### Required work:
Reproduce verbatim every line of the entries below from the line containing "segment the hummingbird's tail feather" through the final line of the entries, both ends included, and output nothing else.

### Data extract:
+++

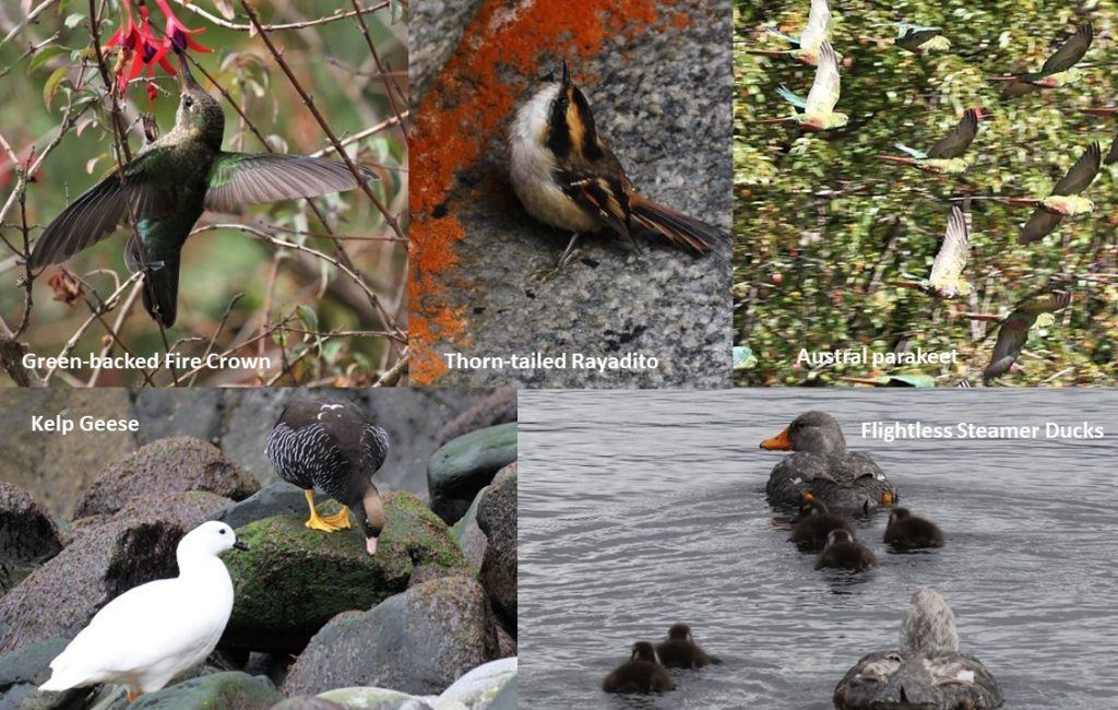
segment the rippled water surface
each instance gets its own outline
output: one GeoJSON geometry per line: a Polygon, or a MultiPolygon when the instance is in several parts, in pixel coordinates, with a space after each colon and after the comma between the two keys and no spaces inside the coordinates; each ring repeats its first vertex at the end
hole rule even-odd
{"type": "Polygon", "coordinates": [[[817,708],[863,654],[897,647],[909,596],[942,591],[960,647],[1007,708],[1118,708],[1115,391],[521,392],[520,693],[527,708],[817,708]],[[843,426],[940,550],[813,569],[765,501],[758,443],[807,409],[843,426]],[[1084,420],[1101,441],[862,438],[862,422],[1084,420]],[[674,622],[724,665],[662,697],[603,693],[634,641],[674,622]]]}

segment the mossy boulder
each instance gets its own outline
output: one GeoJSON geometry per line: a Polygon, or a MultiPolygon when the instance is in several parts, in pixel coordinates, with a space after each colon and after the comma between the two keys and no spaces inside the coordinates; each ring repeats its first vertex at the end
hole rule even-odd
{"type": "Polygon", "coordinates": [[[226,671],[141,695],[129,710],[271,710],[281,701],[283,694],[267,678],[226,671]]]}
{"type": "Polygon", "coordinates": [[[105,468],[78,501],[74,518],[115,513],[140,495],[208,491],[239,501],[258,487],[212,444],[188,436],[164,438],[105,468]]]}
{"type": "Polygon", "coordinates": [[[477,578],[498,616],[517,635],[517,464],[501,470],[477,505],[485,557],[477,578]]]}
{"type": "Polygon", "coordinates": [[[445,577],[331,619],[300,654],[284,690],[364,685],[438,694],[498,653],[485,590],[472,577],[445,577]]]}
{"type": "Polygon", "coordinates": [[[498,471],[517,461],[517,424],[477,429],[447,442],[430,457],[430,509],[448,524],[461,519],[498,471]]]}
{"type": "Polygon", "coordinates": [[[0,481],[0,595],[61,549],[50,515],[27,491],[0,481]]]}
{"type": "MultiPolygon", "coordinates": [[[[408,587],[417,568],[468,570],[446,526],[410,493],[383,496],[388,523],[377,555],[354,528],[325,533],[304,515],[274,515],[237,530],[249,550],[226,556],[236,589],[221,643],[297,651],[341,612],[364,610],[408,587]]],[[[330,514],[334,504],[323,504],[330,514]]]]}

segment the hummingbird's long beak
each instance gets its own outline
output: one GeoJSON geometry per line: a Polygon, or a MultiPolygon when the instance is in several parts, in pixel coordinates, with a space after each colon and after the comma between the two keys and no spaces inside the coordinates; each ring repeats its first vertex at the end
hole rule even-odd
{"type": "Polygon", "coordinates": [[[195,81],[195,75],[190,73],[190,61],[184,55],[179,55],[179,88],[182,91],[200,88],[198,82],[195,81]]]}

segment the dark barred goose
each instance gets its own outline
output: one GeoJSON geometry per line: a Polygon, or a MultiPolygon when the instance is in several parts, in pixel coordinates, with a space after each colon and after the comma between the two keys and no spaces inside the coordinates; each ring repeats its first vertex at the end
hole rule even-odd
{"type": "Polygon", "coordinates": [[[959,653],[955,614],[930,587],[912,595],[901,624],[900,650],[879,651],[854,664],[839,682],[840,710],[927,708],[978,710],[1002,707],[1002,688],[982,661],[959,653]]]}
{"type": "Polygon", "coordinates": [[[372,474],[385,463],[388,433],[373,426],[356,405],[301,399],[287,405],[268,435],[267,455],[280,476],[303,489],[311,518],[306,527],[324,532],[349,528],[349,511],[361,523],[369,555],[385,528],[385,507],[372,474]],[[314,489],[342,504],[337,515],[314,510],[314,489]]]}
{"type": "Polygon", "coordinates": [[[798,505],[811,493],[831,510],[869,512],[897,502],[897,485],[872,458],[846,451],[839,423],[826,413],[799,415],[761,448],[795,452],[769,474],[765,493],[774,503],[798,505]]]}

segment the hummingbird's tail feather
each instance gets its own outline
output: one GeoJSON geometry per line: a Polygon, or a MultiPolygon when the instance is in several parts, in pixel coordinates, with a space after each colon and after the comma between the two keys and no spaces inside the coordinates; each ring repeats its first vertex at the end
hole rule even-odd
{"type": "MultiPolygon", "coordinates": [[[[665,207],[638,195],[631,198],[629,208],[633,219],[646,229],[664,236],[672,244],[691,249],[695,254],[705,254],[716,246],[729,244],[730,237],[724,231],[704,221],[689,217],[671,207],[665,207]]],[[[721,252],[721,249],[717,249],[721,252]]]]}
{"type": "Polygon", "coordinates": [[[163,324],[174,325],[179,301],[179,259],[164,259],[149,267],[144,275],[143,307],[163,324]]]}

+++

### Result:
segment the hummingbird's tail feather
each instance gets its own outline
output: one GeoJSON geometry per line: a Polygon, or a MultiPolygon when the instance is in several parts, in pixel coordinates, with a space after each colon and after the comma between the two keys and no spaces inside the coordinates; each ring repeats its first vertex at the end
hole rule even-odd
{"type": "MultiPolygon", "coordinates": [[[[665,207],[638,195],[631,198],[629,208],[633,219],[646,229],[664,236],[672,244],[691,249],[695,254],[705,254],[716,246],[729,244],[730,237],[724,231],[704,221],[689,217],[671,207],[665,207]]],[[[721,252],[721,249],[717,249],[721,252]]]]}
{"type": "Polygon", "coordinates": [[[163,324],[174,325],[179,301],[179,259],[164,259],[149,267],[144,275],[143,307],[163,324]]]}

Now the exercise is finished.